**Text shown:**
Cyclopiazonic Acid-Induced Ca(2+) Store Depletion Initiates Endothelium-Dependent Hyperpolarization-Mediated Vasorelaxation of Mesenteric Arteries in Healthy and Colitis Mice

Purposes: Since the role of store-operated calcium entry (SOCE) in endothelium-dependent hyperpolarization (EDH)-mediated vasorelaxation of mesenteric arteries in health and colitis is not fully understood, cyclopiazonic acid (CPA), a specific inhibitor of the sarco(endo) plasmic reticulum calcium-ATPases (SERCA), was used as a SOCE activator to investigate its role in normal mice and its alteration in colitis mice. Methods: The changes in Ca(2+) signaling in vascular endothelial cells (VEC) were examined by single cell Ca(2+) imaging and tension of mesenteric arteries in response to CPA were examined using Danish DMT520A microvascular measuring system. Results: CPA activated the SOCE through depletion of the endoplasmic reticulum (ER) Ca(2+) in endothelial cells. CPA had a concentration-dependent vasorelaxing effect in endothelium-intact mesenteric arteries, which was lost after endothelial removal. Both nitric oxide (NO) and prostacyclin (PGI(2)) inhibitors did not affect CPA-induced vasorelaxation; however, after both NO and PGI(2) were inhibited, K(Ca) channel blocker [10 mM tetraethylammonium chloride (TEA)] inhibited CPA-induced vasorelaxation while K(Ca) channel activator (0.3 μM SKA-31) promoted it. Two SOCE blockers [30 μM SKF96365 and 100 μM flufenamic acid (FFA)], and an Orai channel blocker (30 μM GSK-7975A) inhibited this vasorelaxation. The inhibition of both Na(+)/K(+)-ATPase (NKA) and Na(+)/Ca(2+)-exchange (NCX) also inhibited CPA-induced vasorelaxation. Finally, the CPA involved in EDH-induced vasorelaxation by the depletion of ER Ca(2+) of mesenteric arteries was impaired in colitis mice. Conclusion: Depletion of ER Ca(2+) by CPA induces a vasorelaxation of mesenteric arteries that is mediated through EDH mechanism and invokes the activation of SOCE. The CPA-induced endothelium-dependent dilation is impaired in colitis which may limit blood perfusion to the intestinal mucosa.

**Material supplied:**
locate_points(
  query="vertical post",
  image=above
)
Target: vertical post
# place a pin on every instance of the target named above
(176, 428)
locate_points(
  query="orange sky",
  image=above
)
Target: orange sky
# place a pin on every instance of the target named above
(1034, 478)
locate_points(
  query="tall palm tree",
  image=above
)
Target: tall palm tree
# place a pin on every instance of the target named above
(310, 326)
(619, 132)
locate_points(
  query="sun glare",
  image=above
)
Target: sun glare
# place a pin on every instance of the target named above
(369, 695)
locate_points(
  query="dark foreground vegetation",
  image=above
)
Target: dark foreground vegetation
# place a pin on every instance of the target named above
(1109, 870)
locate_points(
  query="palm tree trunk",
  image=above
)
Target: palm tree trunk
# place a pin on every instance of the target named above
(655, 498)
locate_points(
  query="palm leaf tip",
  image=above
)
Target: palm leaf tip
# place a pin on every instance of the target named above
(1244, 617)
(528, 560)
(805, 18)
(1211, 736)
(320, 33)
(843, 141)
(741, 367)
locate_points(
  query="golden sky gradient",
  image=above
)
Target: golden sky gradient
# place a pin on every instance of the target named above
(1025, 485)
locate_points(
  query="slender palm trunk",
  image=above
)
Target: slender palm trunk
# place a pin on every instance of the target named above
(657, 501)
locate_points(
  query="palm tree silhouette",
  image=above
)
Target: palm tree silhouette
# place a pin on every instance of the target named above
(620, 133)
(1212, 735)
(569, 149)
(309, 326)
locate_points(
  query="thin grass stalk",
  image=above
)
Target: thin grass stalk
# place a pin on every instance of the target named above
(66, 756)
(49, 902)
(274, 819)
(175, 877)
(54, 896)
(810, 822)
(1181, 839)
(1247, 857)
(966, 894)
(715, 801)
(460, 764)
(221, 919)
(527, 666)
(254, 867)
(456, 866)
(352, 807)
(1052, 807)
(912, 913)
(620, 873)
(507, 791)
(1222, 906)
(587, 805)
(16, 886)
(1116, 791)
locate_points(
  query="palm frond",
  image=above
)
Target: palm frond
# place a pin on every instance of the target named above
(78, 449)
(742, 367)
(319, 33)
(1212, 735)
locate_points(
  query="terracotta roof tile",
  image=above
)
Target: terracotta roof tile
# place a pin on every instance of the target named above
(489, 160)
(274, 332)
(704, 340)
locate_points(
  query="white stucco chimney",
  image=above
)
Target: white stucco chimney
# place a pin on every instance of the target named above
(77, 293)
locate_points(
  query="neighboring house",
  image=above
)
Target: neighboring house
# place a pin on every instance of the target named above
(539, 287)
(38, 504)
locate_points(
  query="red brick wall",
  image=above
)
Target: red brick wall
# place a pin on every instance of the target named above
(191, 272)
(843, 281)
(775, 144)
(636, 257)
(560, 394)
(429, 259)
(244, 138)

**Instructions for the task:** For the summary on cyclopiazonic acid and mesenteric arteries, decide whether each statement agrees with it, answering yes or no and quoting the deciding words: (a) CPA still relaxed the arteries after the endothelium was removed. (b) Nitric oxide and prostacyclin inhibitors did not change CPA-induced vasorelaxation. (c) SKA-31 weakened CPA-induced vasorelaxation.

**Exercise solution:**
(a) No: "which was lost after endothelial removal."
(b) Yes: "Both nitric oxide (NO) and prostacyclin (PGI(2)) inhibitors did not affect CPA-induced vasorelaxation"
(c) No: "K(Ca) channel activator (0.3 μM SKA-31) promoted it."